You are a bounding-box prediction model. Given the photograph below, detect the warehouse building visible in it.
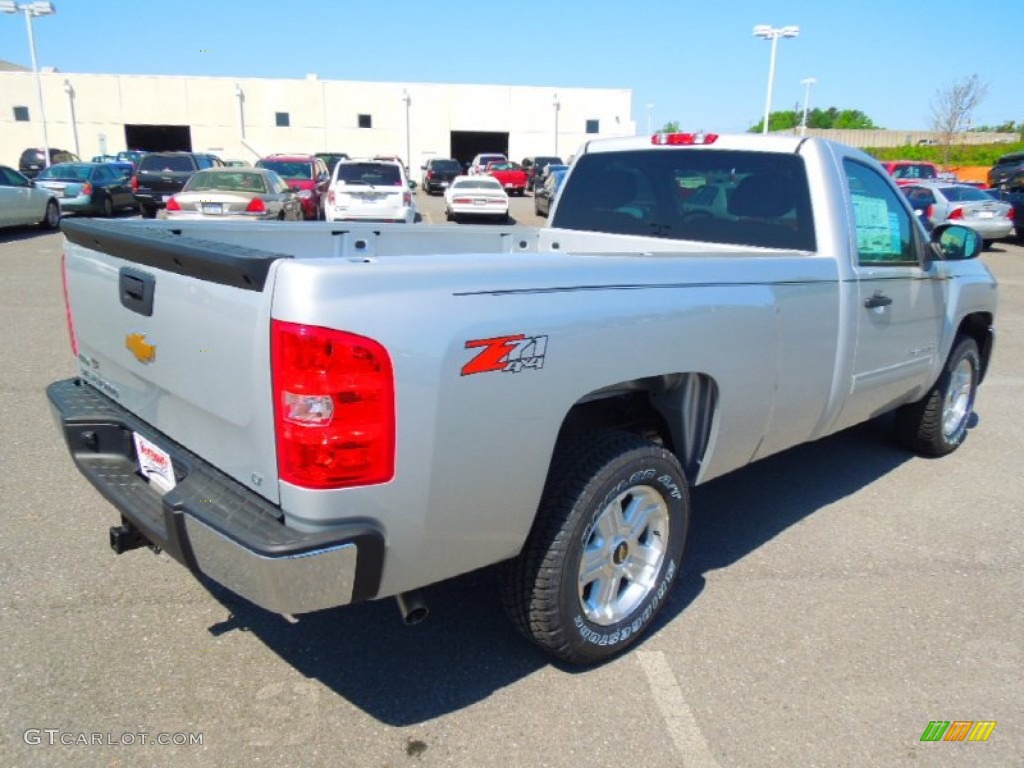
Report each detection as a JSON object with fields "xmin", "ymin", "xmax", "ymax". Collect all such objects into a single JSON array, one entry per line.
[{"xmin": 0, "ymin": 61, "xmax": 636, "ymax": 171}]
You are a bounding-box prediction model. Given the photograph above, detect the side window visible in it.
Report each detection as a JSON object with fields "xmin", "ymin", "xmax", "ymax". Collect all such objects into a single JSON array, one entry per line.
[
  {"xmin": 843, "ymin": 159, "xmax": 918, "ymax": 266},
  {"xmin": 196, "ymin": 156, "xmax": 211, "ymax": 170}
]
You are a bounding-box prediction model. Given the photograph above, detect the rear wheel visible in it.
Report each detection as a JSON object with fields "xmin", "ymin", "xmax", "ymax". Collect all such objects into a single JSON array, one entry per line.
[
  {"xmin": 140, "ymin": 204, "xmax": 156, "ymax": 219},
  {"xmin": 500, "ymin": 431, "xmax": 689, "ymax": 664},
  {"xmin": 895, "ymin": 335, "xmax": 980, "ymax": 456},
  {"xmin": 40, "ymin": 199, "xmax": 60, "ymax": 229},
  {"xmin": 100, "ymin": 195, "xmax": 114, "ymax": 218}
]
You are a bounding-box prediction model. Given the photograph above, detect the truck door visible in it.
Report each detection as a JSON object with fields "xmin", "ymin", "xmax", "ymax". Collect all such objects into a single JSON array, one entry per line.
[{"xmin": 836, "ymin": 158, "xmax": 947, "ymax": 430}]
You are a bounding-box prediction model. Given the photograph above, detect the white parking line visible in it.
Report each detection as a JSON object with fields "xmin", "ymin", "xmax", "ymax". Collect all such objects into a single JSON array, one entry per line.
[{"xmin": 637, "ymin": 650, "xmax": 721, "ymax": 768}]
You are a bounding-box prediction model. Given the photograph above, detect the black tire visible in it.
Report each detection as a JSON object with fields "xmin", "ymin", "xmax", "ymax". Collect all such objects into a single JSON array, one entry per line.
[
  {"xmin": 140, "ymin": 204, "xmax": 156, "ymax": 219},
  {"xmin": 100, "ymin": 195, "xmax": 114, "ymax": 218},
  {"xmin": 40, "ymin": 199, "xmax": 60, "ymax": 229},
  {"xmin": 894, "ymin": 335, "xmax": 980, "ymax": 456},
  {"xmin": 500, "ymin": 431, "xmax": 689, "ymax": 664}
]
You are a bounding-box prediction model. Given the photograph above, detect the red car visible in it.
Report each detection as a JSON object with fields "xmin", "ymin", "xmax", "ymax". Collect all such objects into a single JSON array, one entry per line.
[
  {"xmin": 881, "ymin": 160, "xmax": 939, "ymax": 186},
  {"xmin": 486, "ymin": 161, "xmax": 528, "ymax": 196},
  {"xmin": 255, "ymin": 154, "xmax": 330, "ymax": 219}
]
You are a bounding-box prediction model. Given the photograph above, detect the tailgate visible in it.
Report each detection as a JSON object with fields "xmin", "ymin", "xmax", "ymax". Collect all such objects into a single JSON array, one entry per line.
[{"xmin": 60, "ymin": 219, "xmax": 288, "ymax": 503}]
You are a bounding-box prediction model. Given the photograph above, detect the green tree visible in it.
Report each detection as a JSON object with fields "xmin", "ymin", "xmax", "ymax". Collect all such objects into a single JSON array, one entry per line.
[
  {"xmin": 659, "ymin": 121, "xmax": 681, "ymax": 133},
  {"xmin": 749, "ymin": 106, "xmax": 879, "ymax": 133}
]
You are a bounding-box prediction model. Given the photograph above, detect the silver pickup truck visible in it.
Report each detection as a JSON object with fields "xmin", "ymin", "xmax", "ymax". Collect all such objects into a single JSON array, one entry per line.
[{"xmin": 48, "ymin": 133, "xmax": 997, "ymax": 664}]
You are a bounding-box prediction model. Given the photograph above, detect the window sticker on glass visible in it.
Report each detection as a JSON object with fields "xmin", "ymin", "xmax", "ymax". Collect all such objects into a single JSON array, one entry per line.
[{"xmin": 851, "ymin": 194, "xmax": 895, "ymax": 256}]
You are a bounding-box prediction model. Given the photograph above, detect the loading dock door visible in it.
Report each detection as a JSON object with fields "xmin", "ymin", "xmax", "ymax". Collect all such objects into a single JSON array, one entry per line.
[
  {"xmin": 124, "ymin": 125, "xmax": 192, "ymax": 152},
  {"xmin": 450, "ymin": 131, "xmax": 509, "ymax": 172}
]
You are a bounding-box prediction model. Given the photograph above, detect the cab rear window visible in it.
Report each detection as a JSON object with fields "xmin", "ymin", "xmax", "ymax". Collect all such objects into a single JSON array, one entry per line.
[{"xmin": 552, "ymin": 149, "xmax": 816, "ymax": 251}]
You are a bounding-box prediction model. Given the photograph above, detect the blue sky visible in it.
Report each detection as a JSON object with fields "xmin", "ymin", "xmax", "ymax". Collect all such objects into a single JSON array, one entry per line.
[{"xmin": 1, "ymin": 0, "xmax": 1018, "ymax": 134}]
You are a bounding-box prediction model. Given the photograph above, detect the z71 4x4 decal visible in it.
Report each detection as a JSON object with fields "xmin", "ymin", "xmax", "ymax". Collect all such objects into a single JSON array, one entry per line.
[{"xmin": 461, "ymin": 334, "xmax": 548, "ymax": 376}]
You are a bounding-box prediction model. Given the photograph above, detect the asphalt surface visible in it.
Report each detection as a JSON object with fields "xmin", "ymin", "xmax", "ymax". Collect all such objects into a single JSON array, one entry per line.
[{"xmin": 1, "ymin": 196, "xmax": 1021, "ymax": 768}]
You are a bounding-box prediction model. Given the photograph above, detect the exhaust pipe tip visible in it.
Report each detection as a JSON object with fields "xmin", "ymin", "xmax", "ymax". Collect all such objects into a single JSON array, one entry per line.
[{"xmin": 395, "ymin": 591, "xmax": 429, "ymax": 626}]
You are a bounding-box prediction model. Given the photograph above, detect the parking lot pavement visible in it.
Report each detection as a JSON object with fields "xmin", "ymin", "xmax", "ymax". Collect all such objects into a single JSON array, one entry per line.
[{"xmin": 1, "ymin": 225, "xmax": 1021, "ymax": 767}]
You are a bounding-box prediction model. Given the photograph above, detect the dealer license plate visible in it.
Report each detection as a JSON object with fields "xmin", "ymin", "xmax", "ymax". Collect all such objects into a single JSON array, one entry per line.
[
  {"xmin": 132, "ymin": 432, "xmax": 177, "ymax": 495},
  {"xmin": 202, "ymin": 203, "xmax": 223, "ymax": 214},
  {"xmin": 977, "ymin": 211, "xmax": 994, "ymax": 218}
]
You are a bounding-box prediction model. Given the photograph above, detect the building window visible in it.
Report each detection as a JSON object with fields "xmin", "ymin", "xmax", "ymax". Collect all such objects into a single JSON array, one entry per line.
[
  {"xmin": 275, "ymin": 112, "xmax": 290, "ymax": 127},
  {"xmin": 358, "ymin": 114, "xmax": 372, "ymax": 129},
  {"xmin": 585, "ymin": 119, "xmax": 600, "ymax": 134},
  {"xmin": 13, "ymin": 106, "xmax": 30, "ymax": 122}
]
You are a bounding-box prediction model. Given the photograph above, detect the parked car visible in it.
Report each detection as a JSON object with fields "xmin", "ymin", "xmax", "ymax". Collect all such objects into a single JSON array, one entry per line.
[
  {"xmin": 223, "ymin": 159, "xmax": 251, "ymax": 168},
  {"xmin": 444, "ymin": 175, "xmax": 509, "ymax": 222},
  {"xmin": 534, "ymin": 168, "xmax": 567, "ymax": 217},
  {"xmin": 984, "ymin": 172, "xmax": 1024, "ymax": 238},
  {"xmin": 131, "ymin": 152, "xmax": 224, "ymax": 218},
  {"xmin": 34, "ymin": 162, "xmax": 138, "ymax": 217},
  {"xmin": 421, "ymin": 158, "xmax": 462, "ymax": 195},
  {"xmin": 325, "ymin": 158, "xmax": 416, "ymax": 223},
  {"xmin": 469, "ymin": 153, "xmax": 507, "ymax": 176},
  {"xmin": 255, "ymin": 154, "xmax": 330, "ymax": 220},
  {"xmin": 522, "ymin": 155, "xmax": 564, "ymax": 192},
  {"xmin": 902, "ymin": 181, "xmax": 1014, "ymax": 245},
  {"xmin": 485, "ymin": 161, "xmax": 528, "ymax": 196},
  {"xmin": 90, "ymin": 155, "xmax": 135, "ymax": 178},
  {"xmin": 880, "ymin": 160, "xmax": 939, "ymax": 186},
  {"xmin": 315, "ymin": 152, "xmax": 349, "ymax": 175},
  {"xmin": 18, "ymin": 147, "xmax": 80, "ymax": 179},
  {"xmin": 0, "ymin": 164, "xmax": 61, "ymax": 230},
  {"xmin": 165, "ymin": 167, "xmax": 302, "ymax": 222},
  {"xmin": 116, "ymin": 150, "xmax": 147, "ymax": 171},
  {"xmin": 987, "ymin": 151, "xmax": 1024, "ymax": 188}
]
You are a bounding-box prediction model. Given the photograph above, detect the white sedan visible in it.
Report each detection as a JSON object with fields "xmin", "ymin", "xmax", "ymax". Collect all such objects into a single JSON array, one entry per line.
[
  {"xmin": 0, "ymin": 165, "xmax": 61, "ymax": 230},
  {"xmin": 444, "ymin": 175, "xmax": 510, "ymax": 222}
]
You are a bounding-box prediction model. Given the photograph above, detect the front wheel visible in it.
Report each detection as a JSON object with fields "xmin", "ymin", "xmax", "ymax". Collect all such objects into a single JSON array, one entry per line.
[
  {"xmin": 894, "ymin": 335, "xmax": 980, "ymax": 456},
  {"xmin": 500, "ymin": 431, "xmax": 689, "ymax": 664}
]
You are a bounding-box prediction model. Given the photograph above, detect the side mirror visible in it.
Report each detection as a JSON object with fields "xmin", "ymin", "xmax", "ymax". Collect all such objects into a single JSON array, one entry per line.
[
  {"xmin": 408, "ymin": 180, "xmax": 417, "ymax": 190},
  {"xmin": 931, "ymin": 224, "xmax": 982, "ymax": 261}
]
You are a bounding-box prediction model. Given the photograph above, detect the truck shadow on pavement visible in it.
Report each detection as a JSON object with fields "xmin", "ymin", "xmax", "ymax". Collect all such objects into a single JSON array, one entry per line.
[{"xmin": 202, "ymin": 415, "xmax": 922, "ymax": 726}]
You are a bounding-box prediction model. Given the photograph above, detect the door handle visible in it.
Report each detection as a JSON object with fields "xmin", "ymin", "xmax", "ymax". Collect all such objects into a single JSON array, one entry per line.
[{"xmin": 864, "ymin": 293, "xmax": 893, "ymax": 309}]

_WHAT TO WORK ON_
Copy out the lines above that hold the string "pavement".

_SOLUTION FOR THIS PROBLEM_
You are a bounding-box prediction model. Given the photograph above, detect the parking lot pavement visible in it.
You are a bounding-box prediction model. Given the photograph above, detect the truck shadow on pavement visible in it.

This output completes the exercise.